Provide the data again in its entirety, exactly as given.

** START Material for the task **

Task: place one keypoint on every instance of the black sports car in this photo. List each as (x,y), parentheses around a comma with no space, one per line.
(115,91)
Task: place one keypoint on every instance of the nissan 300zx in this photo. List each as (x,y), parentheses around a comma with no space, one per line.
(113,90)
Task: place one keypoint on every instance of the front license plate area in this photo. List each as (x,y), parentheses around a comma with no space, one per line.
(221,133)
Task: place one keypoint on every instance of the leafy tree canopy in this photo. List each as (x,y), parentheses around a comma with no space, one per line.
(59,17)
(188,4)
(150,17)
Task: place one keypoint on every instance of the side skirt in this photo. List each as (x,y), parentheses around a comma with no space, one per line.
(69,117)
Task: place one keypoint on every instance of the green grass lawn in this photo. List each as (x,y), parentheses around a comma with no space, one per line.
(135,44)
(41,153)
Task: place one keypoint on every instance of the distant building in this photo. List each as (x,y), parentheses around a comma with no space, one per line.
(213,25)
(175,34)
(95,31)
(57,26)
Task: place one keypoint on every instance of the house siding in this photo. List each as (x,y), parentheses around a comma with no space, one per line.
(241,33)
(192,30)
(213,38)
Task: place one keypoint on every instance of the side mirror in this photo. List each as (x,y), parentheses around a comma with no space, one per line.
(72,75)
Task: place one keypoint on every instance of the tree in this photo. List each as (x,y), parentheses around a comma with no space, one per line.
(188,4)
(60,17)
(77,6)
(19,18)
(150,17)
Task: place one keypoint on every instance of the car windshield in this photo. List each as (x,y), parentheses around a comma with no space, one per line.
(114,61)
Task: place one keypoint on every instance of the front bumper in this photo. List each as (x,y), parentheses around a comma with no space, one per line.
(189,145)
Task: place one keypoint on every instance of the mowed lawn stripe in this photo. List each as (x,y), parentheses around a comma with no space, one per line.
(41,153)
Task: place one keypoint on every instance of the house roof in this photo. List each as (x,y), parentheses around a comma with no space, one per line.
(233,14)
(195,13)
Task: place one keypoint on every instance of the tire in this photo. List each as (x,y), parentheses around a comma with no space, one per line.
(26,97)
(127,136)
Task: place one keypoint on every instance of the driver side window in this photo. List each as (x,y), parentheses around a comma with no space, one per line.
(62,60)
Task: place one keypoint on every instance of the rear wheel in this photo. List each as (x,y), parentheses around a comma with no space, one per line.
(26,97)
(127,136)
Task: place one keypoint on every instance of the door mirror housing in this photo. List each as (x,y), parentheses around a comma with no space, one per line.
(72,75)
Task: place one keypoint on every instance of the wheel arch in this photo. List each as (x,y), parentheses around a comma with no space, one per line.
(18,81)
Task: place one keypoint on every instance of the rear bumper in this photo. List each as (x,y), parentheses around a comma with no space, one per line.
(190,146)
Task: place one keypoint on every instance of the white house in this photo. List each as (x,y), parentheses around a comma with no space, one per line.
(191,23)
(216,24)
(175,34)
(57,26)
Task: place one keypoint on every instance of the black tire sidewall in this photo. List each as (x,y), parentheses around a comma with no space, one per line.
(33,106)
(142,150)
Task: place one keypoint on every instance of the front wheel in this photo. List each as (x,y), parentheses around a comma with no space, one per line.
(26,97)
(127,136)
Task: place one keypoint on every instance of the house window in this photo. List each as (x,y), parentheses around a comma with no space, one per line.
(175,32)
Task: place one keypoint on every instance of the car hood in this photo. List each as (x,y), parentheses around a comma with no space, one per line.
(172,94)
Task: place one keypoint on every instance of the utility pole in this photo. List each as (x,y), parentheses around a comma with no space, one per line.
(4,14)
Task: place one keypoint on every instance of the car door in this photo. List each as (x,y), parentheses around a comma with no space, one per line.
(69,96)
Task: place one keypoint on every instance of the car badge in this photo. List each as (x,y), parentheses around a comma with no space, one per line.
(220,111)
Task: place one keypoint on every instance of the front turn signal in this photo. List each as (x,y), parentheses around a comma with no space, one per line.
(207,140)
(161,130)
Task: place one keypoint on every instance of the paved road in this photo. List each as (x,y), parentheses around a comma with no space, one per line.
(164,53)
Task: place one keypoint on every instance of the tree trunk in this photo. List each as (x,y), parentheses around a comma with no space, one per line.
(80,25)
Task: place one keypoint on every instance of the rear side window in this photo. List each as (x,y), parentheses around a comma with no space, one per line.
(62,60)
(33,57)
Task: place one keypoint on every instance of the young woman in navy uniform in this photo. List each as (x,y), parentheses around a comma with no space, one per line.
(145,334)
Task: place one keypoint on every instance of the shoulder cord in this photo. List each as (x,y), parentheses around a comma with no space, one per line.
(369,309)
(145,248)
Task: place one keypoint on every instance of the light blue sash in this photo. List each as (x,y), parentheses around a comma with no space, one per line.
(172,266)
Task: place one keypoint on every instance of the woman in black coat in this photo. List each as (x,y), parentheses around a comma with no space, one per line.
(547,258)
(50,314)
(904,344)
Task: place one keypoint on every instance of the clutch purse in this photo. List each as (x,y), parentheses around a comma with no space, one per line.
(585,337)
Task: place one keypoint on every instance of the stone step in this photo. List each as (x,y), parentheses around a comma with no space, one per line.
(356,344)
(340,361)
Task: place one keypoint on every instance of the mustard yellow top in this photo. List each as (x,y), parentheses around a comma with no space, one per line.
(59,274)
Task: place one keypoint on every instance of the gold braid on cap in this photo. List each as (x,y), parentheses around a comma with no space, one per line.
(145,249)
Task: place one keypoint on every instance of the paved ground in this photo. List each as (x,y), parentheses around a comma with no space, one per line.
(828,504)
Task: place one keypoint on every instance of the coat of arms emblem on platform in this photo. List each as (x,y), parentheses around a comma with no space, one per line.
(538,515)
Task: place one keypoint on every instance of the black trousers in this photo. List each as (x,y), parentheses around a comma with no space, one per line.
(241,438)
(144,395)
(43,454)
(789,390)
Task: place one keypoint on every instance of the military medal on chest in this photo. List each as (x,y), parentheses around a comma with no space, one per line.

** END Material for the task **

» Answer to the problem
Task: place one keypoint on every instance of the black sports car in this photo. List each as (x,y), parentheses around a comma with no space, one per line.
(115,91)
Task: place one keypoint on every instance of the nissan 300zx in this photo. List each as (x,y), parentheses around a comma with no space, one per line.
(113,90)
Task: place one keypoint on every instance of the front license plate area in this photo. List each as (x,y), parentheses around a comma with no space, one per line.
(221,133)
Task: place one keypoint on every instance of the leafy tree canopy in this photo. List each as (x,y), parentheses around a comma with no space, one per line.
(59,17)
(188,4)
(150,17)
Task: place one keypoint on every instance of the side skirt in this photo. List each as (x,y), parentheses around a comma with no space, one per line.
(69,117)
Task: place one keypoint on every instance of the green grass lawn in this photo. List each as (x,y), parentheses around a comma with no space, one per line.
(135,44)
(41,153)
Task: place one keypoint on every instance of the distant building in this photo. List each as (x,y), parentheses around a comma with no space, one per line.
(213,25)
(175,34)
(95,31)
(57,26)
Task: place one keypoint on every instance of the house siding in this photo. List each as (x,y), parentheses around a comma with no space, one per line.
(241,33)
(192,30)
(213,38)
Task: place one keypoint on every instance of the side mirror in this photo. List each as (x,y), parentheses around a comma with no space, one per line.
(72,75)
Task: place one keypoint on every instance of the tree in this photo. List each as (x,y), parentheses around a comma with no space, one per line.
(188,4)
(60,17)
(77,6)
(19,18)
(150,17)
Task: place one keypoint on every instance of the car windshield in this photo. List each as (x,y), parentheses around a comma with no space, one per line.
(114,61)
Task: place one keypoint on every instance of the front bumper in this photo. List each as (x,y), parentheses around a comma with no space, one per line.
(189,145)
Task: place one keypoint on every instance of the mowed lawn stripe in this photo. List each as (x,y), parentheses around a comma with no space, one per line.
(41,153)
Task: place one keypoint on every instance of the house roof in this photo. List each as (x,y), parentheses around a comma with no space, one per line.
(233,14)
(195,13)
Task: place one keypoint on every instance of the tire in this photo. List each as (x,y), parentheses around a comma with no space, one per line.
(26,97)
(127,136)
Task: place one keypoint on every instance of the driver side window in this photo. List each as (x,y), parentheses around a comma with no space, one per line.
(62,60)
Task: place one keypoint on every instance of the rear wheel in this photo. List each as (x,y), parentheses around a comma with no space, one per line.
(26,97)
(127,136)
Task: place one keypoint on every instance of the door mirror housing in this photo. List each as (x,y), parentheses around a comma with no space, one per line.
(72,75)
Task: place one keypoint on every instance of the wheel arch in this photo. List each as (x,y), parentheses around a comma with no space, one per line.
(18,81)
Task: place one keypoint on every instance of the rear bumper in this photo. List each as (x,y), parentheses around a comma with no space, one per line.
(190,146)
Task: place one keypoint on every instance of the white house in this photo. List each as (x,y), parentheses around a comma with no space, one per line.
(191,23)
(216,24)
(175,34)
(57,26)
Task: place one keypoint on every instance of the black tire sidewall in this photo. List each as (x,y), parentheses around a comma with no space, one per line.
(33,106)
(142,150)
Task: place one keypoint on every instance of the front wheel in this photo. List each as (x,y), parentheses around a comma with no space, one per line.
(26,97)
(127,136)
Task: place one keypoint on every instance of the house window in this photo. List each as (x,y), parentheses around a comma with no space, one per line.
(175,32)
Task: place one keypoint on every instance of the car hood in this photo. List each as (x,y), parentheses around a comma with no space, one per line.
(172,94)
Task: place one keypoint on every instance of the utility pole in this photo. List each as (x,y), parentheses around a comma with no space, one per line.
(4,14)
Task: place one keypoint on every instance of the car door in this photo. List each as (x,y), parentheses around a comma with no space, one per line.
(69,96)
Task: place one keypoint on every instance of the car badge in this photo. List each as (x,y), parentheses around a comma with no space, one per line.
(220,111)
Task: place one keypoint on every instance of the front turn signal in this photo. List each as (x,y), parentheses around a comma with no space, one per line.
(207,140)
(161,130)
Task: place one keypoint on every instance of the paved road in this photo. List each as (x,y), parentheses around a comma with no space, one per line.
(164,53)
Task: place one keypoint on every instance of the tree trunk in this photo. List each as (x,y), parentheses around a comma with no space, one per line.
(80,25)
Task: place one keypoint on every instance of the rear side window in this photo. List each as (x,y), parentheses around a comma with no space, one per line.
(62,60)
(33,57)
Task: place one keypoint on every instance of the young woman in navy uniform in this photo. List each as (x,y), parentheses around a comma with no space, one per line.
(145,334)
Task: place one keypoint on every instance of the shoulder cord in this photo. List each as (x,y), parentheses around a comma with no space, one per line.
(369,309)
(145,248)
Task: place one keypoint on every instance of the light blue sash in this photo. List each as (x,y), parentheses around a comma with no space, one per line.
(172,266)
Task: place one keypoint on every instance of the woman in black coat in this photo. List each as (x,y), parentheses around a comma with no space, one per line.
(547,258)
(50,314)
(904,344)
Task: place one keypoint on every instance of the clutch purse in this photo. List each as (x,y), parentheses around a comma with no space, one per line.
(585,337)
Task: place one keypoint on every instance of the stone step in this photo. List each as (x,y), parentheses around a comma with no space, one per line.
(356,344)
(340,361)
Task: place one keypoint on every instance of the mustard yellow top in this photo. List each as (x,y), parentheses around a comma with no space, one per line.
(59,274)
Task: place one keypoint on every instance of the gold braid on cap in this photo. List each as (x,y), parentheses around a comma with no space, one per line.
(145,249)
Task: place one keypoint on every instance of the paved ground in this photo. List each as (x,y), parentheses around a comma with no space, one per line.
(828,504)
Task: place one keypoint on every instance of the coat of arms emblem on platform in this photo. List each as (x,y), parentheses around a comma with no space, one per line.
(538,515)
Task: place one keypoint on every instance of the black trousers in this photo. List each as (x,y), parentheses around a comma with no space, one per line.
(241,438)
(144,395)
(43,454)
(789,390)
Task: place one keypoint on every instance of the military medal on chest in this photo. List each as (x,y), parentheses around a comma with no space, one per line.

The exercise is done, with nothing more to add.